作業依頼 A
遠藤新を紹介する文章によると、帝国ホテルの建設で遠藤新は誰の右腕として働いたか。
作業依頼 B
遠藤新を紹介する文章の続きを引き取って書いてください。最後の文「戦争に負けて今さらにわかに思いついて申すことではありませぬ。」の後から始めること。

文書抜粋

——————————

日本インテリへの反省・・・・遠藤新のことば

2006-12-26 21:54:57 | 「学」「科学」「研究」のありかた

遠藤新(えんどう・あらた)といっても、もう知らない人の方が多いかもしれない。
1889年(明治22年)、福島県の生まれ。帝国ホテル(1923年:大正12年竣工)の建設にあたり、F・Lライトの右腕として働いた人物である。

自由学園の建物(目白と南沢)、甲子園ホテル(現武庫川学園学生会館)、栃木県真岡市の真岡小学校久保講堂などは、今でも訪れることができる。
それらの建物の空間の「暖かさ」「人懐っこさ」は実際にその空間に立たないと分からないだろう。建物は、写真、写真映りでは分からないのだ。


上掲の図と写真は、東京・目白にある自由学園の明日館(重要文化財)と講堂。明日館は、現在、集会などに使用可。

彼が1949年(昭和24年)「国民」という雑誌の三月号、五月号に、「一建築家のする―日本インテリへの反省」という一文を寄稿している。その一部を紹介したい(「遠藤新作品集」より引用)。

私は市井の一建築家です。学者先生でもなければ、新円商売に時めく「業者」でもありませぬ。むしろ建築界に行脚托鉢しつつこの道を修する「行者」のつもりです。一体豪華を極めた法城の威儀と荘厳の間に、そのかみの「紙子の祖師」が面接した「裸のたましい」が忘れられることがあるように、建築という煩雑な仕事にも、いろんな係累にかまけて「直指人心」してこの道の真実に面接することはなかなか容易でありませぬ。その点で本山も檀徒もない托鉢坊主の私の三十年来の立場はだれよりも自由にそして何の憚るところもなく真正面から建築に体当たりをさせてくれました。このようにして私はものを考え、考え続けた結果がこの一文の反省になるのです。戦争に負けて今さらにわかに思いついて申すことではありませぬ。

——————————

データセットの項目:
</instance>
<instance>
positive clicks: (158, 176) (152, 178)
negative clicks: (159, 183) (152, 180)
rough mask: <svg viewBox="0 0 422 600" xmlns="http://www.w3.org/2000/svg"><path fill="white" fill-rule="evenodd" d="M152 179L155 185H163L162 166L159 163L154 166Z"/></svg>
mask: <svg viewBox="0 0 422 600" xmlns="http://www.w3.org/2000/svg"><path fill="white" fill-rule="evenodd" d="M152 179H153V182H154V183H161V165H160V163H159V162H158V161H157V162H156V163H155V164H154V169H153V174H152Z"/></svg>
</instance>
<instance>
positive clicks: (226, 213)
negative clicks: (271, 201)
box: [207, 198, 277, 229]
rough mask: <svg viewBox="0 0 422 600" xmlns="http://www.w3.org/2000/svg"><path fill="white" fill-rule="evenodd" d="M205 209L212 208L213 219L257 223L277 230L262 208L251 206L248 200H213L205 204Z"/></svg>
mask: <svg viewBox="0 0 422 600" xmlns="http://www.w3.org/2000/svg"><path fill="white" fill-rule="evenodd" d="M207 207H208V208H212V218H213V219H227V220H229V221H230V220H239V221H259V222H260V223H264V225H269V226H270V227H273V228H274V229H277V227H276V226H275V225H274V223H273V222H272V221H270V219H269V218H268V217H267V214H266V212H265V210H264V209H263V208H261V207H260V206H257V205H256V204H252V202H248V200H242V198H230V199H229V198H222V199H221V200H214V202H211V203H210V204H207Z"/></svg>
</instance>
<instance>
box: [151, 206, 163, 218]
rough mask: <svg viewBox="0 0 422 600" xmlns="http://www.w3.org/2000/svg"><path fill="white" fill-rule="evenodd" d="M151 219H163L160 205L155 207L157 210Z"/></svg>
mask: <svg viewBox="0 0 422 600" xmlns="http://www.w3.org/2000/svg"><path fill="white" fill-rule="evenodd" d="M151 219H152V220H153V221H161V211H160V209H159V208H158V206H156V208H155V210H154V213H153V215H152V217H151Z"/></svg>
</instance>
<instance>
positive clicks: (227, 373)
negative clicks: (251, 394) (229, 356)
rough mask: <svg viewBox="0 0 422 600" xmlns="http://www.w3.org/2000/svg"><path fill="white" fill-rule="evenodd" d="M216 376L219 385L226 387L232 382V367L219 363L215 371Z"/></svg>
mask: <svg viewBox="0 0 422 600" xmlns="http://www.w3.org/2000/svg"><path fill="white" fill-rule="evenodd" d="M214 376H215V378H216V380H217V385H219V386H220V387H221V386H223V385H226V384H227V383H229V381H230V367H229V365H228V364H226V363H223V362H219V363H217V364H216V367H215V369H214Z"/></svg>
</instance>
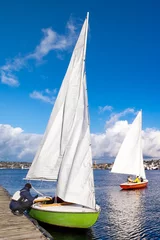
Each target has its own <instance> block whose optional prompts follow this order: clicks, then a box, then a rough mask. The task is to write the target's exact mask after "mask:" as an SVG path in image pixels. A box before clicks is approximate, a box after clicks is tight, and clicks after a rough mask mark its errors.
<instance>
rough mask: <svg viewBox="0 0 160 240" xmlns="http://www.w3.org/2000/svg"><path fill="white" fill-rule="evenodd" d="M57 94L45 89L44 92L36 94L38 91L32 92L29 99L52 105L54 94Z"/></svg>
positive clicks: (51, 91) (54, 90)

——————————

出力 A
F・Lライトの右腕として働いた。

出力 B
今こそ日本は大きな反省の時機に際会しております。そしてその反省は一切とらわれない立場からするのでなければ無意味です。・・・そしていうところの反省はいろいろな方面から考えられますが、ここでは住宅という一局面からだけ申します。

一体世界のいろいろな民族は皆それぞれ独自の形式の生活を営みそしてそれに相当する独自の様式の家に住んでおります。
これを発生的に考えて見まして、どこの民族の家も一室主義に出発してそれに多少の潤色を附加せられたものになっております。
蒙古の包(パオ)やアイヌの小屋を初めとして我々の先祖の住宅だったと考えられる伊勢の神宮や出雲の大社なども「妻入り」「平入り」の差だけで一室主義を原則としたものだったのでしょう。

そしてその原始型からやがて、寝る所だけを別にした形式が生まれます。世界中の住宅には実にいろいろの種類があり、それに大小の変化もありますが、この根本の要領だけはそのまま維持されているというて決して間違いありません。
この意味で、我々日本人の従来の百姓家も町の「しもた家」も立派に民族の家たる資格を持っておるのです。
 (中 略)
かつてブルーノ・タウトは桂の離宮を絶賛したと聞いております。そして日本人は今さらのように桂の離宮を見直して、タウトのひそみに倣うて遅れざらんとしたようです。しかし、私は深くそして堅く信じます。タウトは桂離宮に驚く前にまず所在の日本の百姓家に驚けばよかったのです。そしたら日本に滔々として百姓家を見直すということが風靡したかもしれませぬ。

従来とても我々の間に「民家」の研究という種類のことはありました。しかしこの研究には何か「取り残されたもの」に対する態度、「亡び去らんとするもの」に対する態度、したがって、ある特殊の趣味の問題として扱われてきているのが実情です。
しかし私の考えによれば、私どもが軽々にこれを「民家」と呼ぶことがすでにいけないのです。私どもはこれを「民族の家」といい直さなければなりません。そのとき我々のうかつにも軽蔑してきた百姓家が、実に厳然としてさんらんたる白日光を浴びながら私どもの前に立ち現れてまいります。私どもはじかにこの民族の「たましい」に面接しようではありませんか。

要は、我々日本人はいかなる「民族の家」を有つべきかという一点にかかります。
 (中 略)
・・真中に縦に廊下を通して、建物を南側と北側とに分け南側に応接兼書斎、さらにあるいは食堂それから八畳、六畳、子供室といった部屋。そして北側には便所、風呂、台所、女中部屋といった配置。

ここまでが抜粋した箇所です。